**To do**
Count the lines in the data below that contain the string "locate", with case counting, and give only that number.
— begin Listed entries —
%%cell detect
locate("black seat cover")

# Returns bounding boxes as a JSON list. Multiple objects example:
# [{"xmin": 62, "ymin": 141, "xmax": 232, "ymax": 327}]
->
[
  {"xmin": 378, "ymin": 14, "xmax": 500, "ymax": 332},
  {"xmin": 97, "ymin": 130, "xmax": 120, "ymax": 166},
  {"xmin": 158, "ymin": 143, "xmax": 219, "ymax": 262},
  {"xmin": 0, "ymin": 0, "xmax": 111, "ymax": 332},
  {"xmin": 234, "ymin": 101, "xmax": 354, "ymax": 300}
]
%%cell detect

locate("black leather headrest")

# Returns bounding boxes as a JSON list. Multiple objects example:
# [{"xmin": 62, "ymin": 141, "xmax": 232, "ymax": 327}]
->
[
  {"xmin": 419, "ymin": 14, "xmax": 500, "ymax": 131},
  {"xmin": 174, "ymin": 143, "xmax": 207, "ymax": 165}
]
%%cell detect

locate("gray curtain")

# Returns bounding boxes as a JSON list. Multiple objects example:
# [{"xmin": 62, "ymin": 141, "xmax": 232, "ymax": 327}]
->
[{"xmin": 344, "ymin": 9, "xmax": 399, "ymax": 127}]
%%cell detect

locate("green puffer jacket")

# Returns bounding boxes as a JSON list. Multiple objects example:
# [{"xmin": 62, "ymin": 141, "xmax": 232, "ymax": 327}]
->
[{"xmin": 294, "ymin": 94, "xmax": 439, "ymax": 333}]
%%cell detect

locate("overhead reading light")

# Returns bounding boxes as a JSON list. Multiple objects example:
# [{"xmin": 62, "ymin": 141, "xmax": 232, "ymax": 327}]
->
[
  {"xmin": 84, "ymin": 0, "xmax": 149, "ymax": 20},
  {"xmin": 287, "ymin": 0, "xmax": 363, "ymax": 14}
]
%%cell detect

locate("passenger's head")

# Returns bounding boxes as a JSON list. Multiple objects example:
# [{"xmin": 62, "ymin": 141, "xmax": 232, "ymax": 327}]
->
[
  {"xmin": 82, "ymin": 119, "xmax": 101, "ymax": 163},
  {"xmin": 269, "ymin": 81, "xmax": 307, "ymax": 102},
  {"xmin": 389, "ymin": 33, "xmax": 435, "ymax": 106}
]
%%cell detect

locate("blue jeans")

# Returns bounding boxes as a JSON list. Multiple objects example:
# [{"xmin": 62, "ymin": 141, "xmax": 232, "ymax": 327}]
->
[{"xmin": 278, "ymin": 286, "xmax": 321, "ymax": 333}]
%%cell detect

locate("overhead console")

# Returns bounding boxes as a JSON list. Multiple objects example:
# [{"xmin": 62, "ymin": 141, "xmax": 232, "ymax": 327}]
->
— end Listed entries —
**Answer for this exercise**
8